__Given request__. Please extract every line from the records below and reproduce each one verbatim, unchanged and in the same order.

__Materials provided__.
+++

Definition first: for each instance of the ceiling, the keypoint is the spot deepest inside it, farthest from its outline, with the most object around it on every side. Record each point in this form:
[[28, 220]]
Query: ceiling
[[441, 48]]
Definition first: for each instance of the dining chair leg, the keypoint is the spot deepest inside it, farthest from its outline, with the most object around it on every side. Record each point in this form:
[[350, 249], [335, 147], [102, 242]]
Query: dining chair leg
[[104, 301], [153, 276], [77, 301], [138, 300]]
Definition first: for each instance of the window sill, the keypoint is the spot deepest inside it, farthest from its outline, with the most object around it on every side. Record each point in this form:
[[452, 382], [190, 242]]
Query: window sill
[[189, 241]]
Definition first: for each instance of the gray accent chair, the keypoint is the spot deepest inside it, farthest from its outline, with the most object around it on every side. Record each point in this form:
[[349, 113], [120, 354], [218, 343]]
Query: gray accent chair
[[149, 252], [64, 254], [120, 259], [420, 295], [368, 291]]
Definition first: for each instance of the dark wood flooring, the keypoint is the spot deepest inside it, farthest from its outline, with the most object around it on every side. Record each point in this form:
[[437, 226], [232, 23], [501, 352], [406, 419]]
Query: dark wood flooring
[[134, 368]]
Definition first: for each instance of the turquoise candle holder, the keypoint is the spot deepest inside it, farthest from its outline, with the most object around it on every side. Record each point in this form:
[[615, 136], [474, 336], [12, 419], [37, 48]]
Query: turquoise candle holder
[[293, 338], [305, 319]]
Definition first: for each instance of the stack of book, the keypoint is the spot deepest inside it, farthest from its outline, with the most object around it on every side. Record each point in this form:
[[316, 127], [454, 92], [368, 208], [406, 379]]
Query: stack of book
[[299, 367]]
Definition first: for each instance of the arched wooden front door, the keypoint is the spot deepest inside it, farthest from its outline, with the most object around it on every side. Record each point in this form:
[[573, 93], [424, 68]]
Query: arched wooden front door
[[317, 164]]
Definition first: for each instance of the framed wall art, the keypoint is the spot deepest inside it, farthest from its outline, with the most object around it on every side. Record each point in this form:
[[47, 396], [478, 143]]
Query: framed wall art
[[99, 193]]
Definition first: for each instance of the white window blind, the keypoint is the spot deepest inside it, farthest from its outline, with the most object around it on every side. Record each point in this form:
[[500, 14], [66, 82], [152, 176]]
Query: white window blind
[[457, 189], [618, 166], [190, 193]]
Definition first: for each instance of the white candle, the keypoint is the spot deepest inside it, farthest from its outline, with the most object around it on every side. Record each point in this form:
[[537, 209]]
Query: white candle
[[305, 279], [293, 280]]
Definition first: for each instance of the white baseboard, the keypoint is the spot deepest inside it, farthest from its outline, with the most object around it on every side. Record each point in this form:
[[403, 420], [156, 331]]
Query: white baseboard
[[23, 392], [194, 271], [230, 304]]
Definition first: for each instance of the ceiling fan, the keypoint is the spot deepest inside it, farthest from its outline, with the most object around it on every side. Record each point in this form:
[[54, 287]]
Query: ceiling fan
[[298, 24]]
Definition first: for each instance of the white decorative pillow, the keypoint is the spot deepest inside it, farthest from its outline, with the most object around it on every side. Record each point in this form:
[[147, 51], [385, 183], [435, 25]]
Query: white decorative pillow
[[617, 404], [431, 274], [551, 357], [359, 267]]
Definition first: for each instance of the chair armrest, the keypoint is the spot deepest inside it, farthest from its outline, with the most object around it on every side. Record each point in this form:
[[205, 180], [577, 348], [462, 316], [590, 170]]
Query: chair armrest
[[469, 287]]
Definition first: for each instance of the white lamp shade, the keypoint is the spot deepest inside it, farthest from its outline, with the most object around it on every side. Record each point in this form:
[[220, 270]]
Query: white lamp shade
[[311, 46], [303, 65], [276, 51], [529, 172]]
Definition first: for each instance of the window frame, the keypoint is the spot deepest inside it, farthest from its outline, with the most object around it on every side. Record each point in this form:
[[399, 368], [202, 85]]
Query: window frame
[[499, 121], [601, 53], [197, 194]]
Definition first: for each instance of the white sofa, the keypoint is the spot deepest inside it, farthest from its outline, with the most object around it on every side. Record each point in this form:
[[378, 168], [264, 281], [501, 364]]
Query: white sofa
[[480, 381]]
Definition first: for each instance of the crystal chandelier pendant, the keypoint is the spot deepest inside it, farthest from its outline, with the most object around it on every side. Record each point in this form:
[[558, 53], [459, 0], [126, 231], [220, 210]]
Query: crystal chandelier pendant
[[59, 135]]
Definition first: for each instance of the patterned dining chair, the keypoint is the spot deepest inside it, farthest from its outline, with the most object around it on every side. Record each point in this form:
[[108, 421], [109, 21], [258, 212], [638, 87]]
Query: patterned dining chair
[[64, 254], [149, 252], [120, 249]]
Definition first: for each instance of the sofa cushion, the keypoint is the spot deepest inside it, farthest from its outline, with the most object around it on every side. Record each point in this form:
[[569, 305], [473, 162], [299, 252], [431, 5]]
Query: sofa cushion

+++

__Task answer__.
Definition first: for each instance of the ceiling, the keypoint is the spot deepest inside it, farthest from its outline, with the most object around it on every side. Record each point in this form:
[[28, 220]]
Query: ceiling
[[441, 48]]
Definition first: for each instance of the dining chair leg, the keypoint is the spot deepest inside it, farthest from its outline, with the most object around it on every side. Record each point in this form:
[[350, 249], [335, 147], [102, 242]]
Query: dining chair leg
[[104, 301], [153, 276], [77, 301], [138, 300]]
Definition first: for each instance of the window sill, the keypoint is the spot deepest inside it, farthest from its outline, with the most object around it on every side. Record each point in this form:
[[452, 382], [190, 242]]
Query: window sill
[[189, 241]]
Definition first: for each instance of the gray accent chair, the keypoint is the spot deepest inside it, farthest from its outline, with the most object around it on every side. Record each point in this form:
[[349, 113], [120, 354], [218, 343]]
Query: gray accent chair
[[149, 252], [64, 254], [120, 259], [420, 295], [368, 291]]
Definition first: for each instance of the dark wood flooring, the keypoint is the spot deepest inside it, farthest from its outline, with the most object around it on every side. Record each point in this form:
[[437, 226], [232, 23], [501, 352], [406, 419]]
Query: dark wood flooring
[[134, 368]]
Definition first: for each instance of the turquoise candle holder, the keypoint is the spot deepest inside it, farthest from its outline, with the most object around it on every side. Record each point in this form:
[[615, 136], [474, 336], [12, 419], [37, 48]]
Query: turquoise candle holder
[[293, 338], [305, 319]]
Definition first: for each instance of the stack of book, the keypoint is the spot deepest inside it, farthest from its outline, with the most object around it on every side. Record each point in this form:
[[316, 127], [454, 92], [368, 208], [406, 379]]
Query: stack of book
[[299, 367]]
Definition first: for each instance of the arched wooden front door, the keypoint is the spot deepest inside it, farthest from its outline, with the most object around it on every side. Record each point in this form:
[[573, 93], [424, 68]]
Query: arched wooden front door
[[317, 164]]
Definition first: for each instance of the framed wall art, the keypoint is the spot deepest inside it, farthest from its outline, with the most object around it on every side. Record each point in this form:
[[47, 396], [478, 143]]
Query: framed wall art
[[99, 193]]
Definition first: for each instance of the white window blind, the keypoint is the spot deepest inside it, farthest from its outline, with the most object around it on every side. Record each point in this form:
[[500, 14], [66, 82], [152, 176]]
Query: white window blind
[[457, 189], [618, 166], [190, 193]]
Definition first: for each instance of the white candle, the keypoint is the spot deepest inside it, farthest from its outline, with the most object around it on every side. Record each point in this form:
[[537, 209]]
Query: white candle
[[305, 279], [293, 280]]
Definition first: for each instance of the white baseboard, the keypoint is the spot deepest inside it, farthest from its outline, with the most object around it on every side. Record each point in this form:
[[403, 420], [156, 331]]
Query: white baseboard
[[23, 392], [194, 271], [230, 304]]
Definition first: for each instance of the ceiling fan, the keypoint is the spot deepest inside it, farthest from its outline, with the most object around it on every side. Record each point in this form:
[[54, 287]]
Query: ceiling fan
[[298, 24]]
Definition first: for each instance of the white decorative pillow, the keypoint is the spot deepest inside it, farthest from its outline, with the most object around it on every side. Record each point in this form:
[[147, 51], [385, 183], [435, 25]]
Query: white decorative pillow
[[617, 404], [431, 274], [551, 357], [359, 267]]
Definition first: for each instance of the chair armrest, the keypoint is the spot deepest inside it, farthest from its outline, with the most object around it on every side. Record each point in this form:
[[205, 180], [577, 348], [462, 316], [590, 170]]
Query: chair armrest
[[469, 287]]
Definition first: for each instance of the white lamp shade, the keypoint is the spot deepest inside it, farthest from its outline, with the most object around it on every side. Record each point in this form:
[[220, 270]]
Query: white lamp shade
[[311, 46], [303, 65], [276, 51], [529, 172]]
Definition first: for each instance of the window frame, the keypoint is the spot deepest inside it, farthest from its outline, with the most object around it on every side. Record each point in this form:
[[399, 368], [202, 85]]
Query: window frame
[[499, 121], [601, 53], [197, 194]]
Definition first: for each instance of the white sofa, the keypoint is the spot deepest inside it, farthest from its outline, with the most object around it on every side. Record each point in this form:
[[378, 168], [264, 281], [501, 364]]
Query: white sofa
[[480, 381]]
Definition first: for each instance of the crystal chandelier pendant, the keypoint is the spot deepest inside it, farthest from its outline, with the most object around it on every side. Record each point in this form:
[[558, 53], [459, 0], [126, 231], [220, 210]]
Query: crystal chandelier pendant
[[59, 135]]
Definition first: for each instance of the patterned dining chair, the keypoint is the spot deepest inside it, farthest from its outline, with the most object around it on every side. Record each point in this form:
[[108, 421], [109, 21], [258, 212], [638, 87]]
Query: patterned dining chair
[[64, 254], [149, 252], [120, 249]]
Definition first: for each instance of the sofa cushion, the keypoint is the spot deepest inside it, farthest from its outline, with the most object around it on every side. Record each point in this form:
[[569, 305], [473, 162], [299, 252], [431, 5]]
Query: sofa cushion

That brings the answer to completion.